WRITTEN EXERCISE: From the interview below, output the passage between "Maldives is facing" and "and inflexible situation.", inclusive, with no changes.

EXTRACT:
::::::
Born in Male in 1970, Ahmed Mohamed has been the Maldives Ambassador to India since January 2015. Prior to this, he has served his country in various capacities, including as Minister of Economic Development. In this interview to Ashok Tuteja, he speaks candidly about India-Maldives relations and attempts by China to increase its footprints in the archipelago.

Excerpts:

Maldives is facing a prolonged period of political uncertainty, with the Opposition on the warpath with the establishment. Don’t you think the situation is a cause for concern?

Despite many calls by the government for dialogue, the opposition has refused to be engaged. When there is no dialogue there will be little opportunity to comprise. There will be little opportunity to address concerns. It is the collective effort of all concerned that will bring in solutions.

Let me also dwell a little bit more on trying to present to you the ground realities of the Maldives. One needs to understand the ground realities of the Maldives to assess and deliver a fair judgement on what is happening in the Maldives.

Ever since the modern democratic system of governance which came in to effect in August 2008, we have had the same state of affairs. A difficult and inflexible situation.

Firstly, the political situation in the Maldives is in a highly polarised state. Why do I say that? The Maldives has a population of just over 3,40,000 people. The electorate comprises of all above 18 years of age. The population above 18 years is close to 75 per cent of the total population. Among the eligible voters over 55 per cent is a registered member of a political party.

Where do we find such a high proportion of politically active population? There are five main political parties. A small population with such a high proportion of political activism and polarisation leading to inflexibilities. But I would not call this an uncertain situation. It is not only now, there have been difficult periods in the past as well. But we have ~ by which I mean the Maldivians have ~ found solutions to overcome them. Of course, for a young and evolving democracy there is scope for more that can be done.
::::::
[Object point labels]
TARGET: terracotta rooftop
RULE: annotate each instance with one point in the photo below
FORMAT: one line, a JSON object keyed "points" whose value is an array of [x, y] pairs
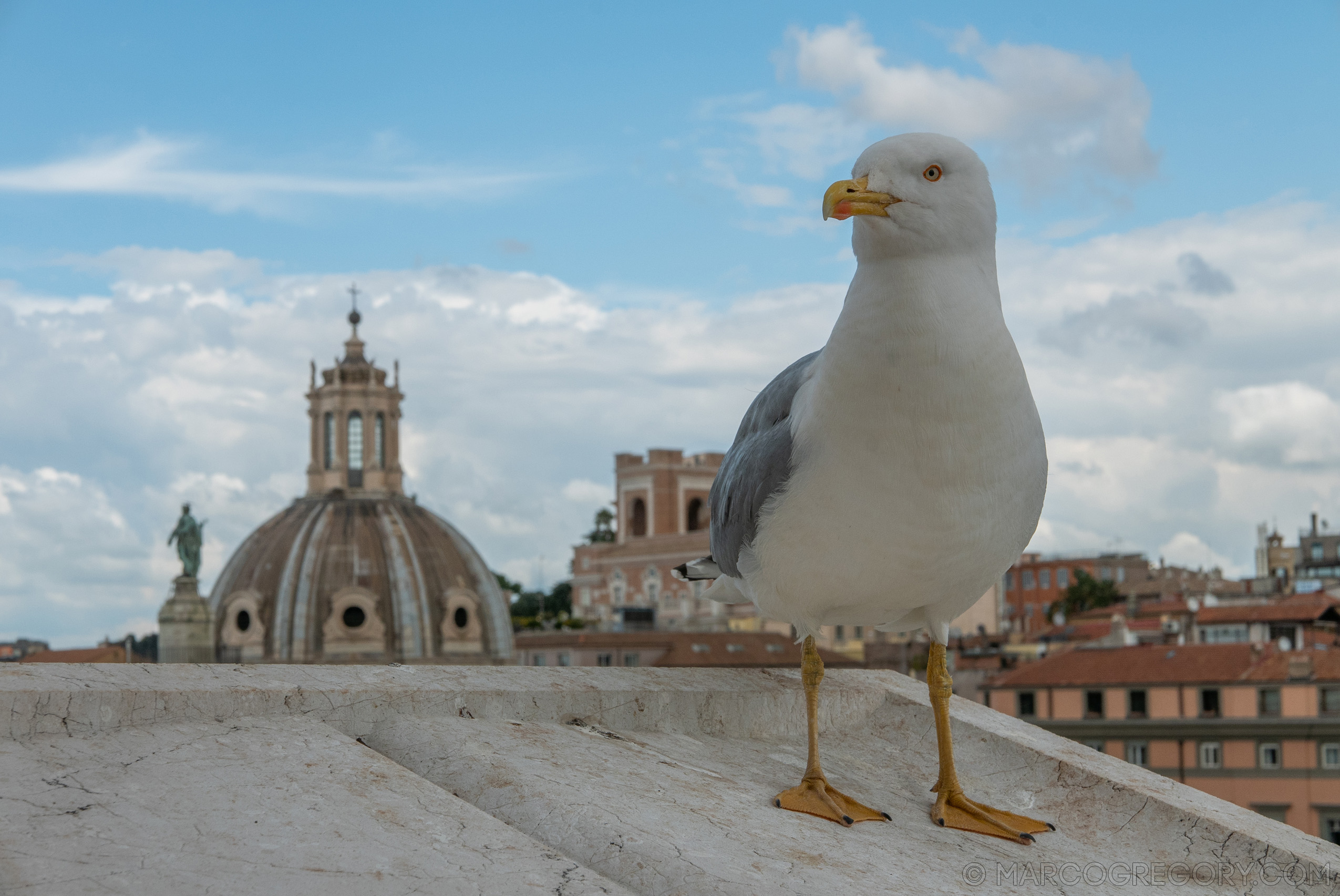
{"points": [[110, 654], [1143, 665], [751, 648], [1303, 609]]}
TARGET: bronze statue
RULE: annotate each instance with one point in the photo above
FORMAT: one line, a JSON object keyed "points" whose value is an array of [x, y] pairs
{"points": [[189, 536]]}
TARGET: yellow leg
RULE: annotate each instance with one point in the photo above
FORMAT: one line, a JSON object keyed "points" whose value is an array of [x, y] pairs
{"points": [[953, 809], [815, 796]]}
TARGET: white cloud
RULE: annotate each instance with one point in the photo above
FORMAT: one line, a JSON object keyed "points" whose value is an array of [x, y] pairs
{"points": [[1185, 377], [1051, 113], [519, 392], [520, 389], [1295, 421], [1187, 550], [161, 168], [587, 492]]}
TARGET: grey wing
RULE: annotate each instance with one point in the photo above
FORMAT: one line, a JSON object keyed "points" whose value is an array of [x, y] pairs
{"points": [[755, 468]]}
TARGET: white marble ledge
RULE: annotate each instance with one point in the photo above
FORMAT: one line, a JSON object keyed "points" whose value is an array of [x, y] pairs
{"points": [[252, 805], [677, 799]]}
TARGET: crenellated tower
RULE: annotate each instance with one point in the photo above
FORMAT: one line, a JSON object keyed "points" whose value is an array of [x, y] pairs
{"points": [[356, 424]]}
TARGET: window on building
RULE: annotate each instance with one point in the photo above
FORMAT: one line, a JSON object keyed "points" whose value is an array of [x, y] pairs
{"points": [[381, 441], [1212, 756], [1329, 756], [356, 441], [329, 441], [1268, 756], [356, 450], [1224, 634], [1272, 812], [693, 518], [1138, 753], [1290, 633]]}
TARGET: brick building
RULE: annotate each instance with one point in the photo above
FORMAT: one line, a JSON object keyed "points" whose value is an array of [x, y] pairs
{"points": [[1245, 722], [1039, 580], [662, 519], [661, 507]]}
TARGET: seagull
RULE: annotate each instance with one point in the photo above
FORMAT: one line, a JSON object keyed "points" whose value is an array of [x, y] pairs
{"points": [[892, 477]]}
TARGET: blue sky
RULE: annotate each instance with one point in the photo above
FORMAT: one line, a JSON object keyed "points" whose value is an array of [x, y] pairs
{"points": [[600, 113], [187, 191]]}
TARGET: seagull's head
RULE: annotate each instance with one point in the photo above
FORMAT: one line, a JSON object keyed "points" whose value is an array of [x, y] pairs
{"points": [[914, 194]]}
::::::
SOLVED PROBLEM:
Maldives is facing a prolonged period of political uncertainty, with the Opposition on the warpath with the establishment. Don’t you think the situation is a cause for concern?

Despite many calls by the government for dialogue, the opposition has refused to be engaged. When there is no dialogue there will be little opportunity to comprise. There will be little opportunity to address concerns. It is the collective effort of all concerned that will bring in solutions.

Let me also dwell a little bit more on trying to present to you the ground realities of the Maldives. One needs to understand the ground realities of the Maldives to assess and deliver a fair judgement on what is happening in the Maldives.

Ever since the modern democratic system of governance which came in to effect in August 2008, we have had the same state of affairs. A difficult and inflexible situation.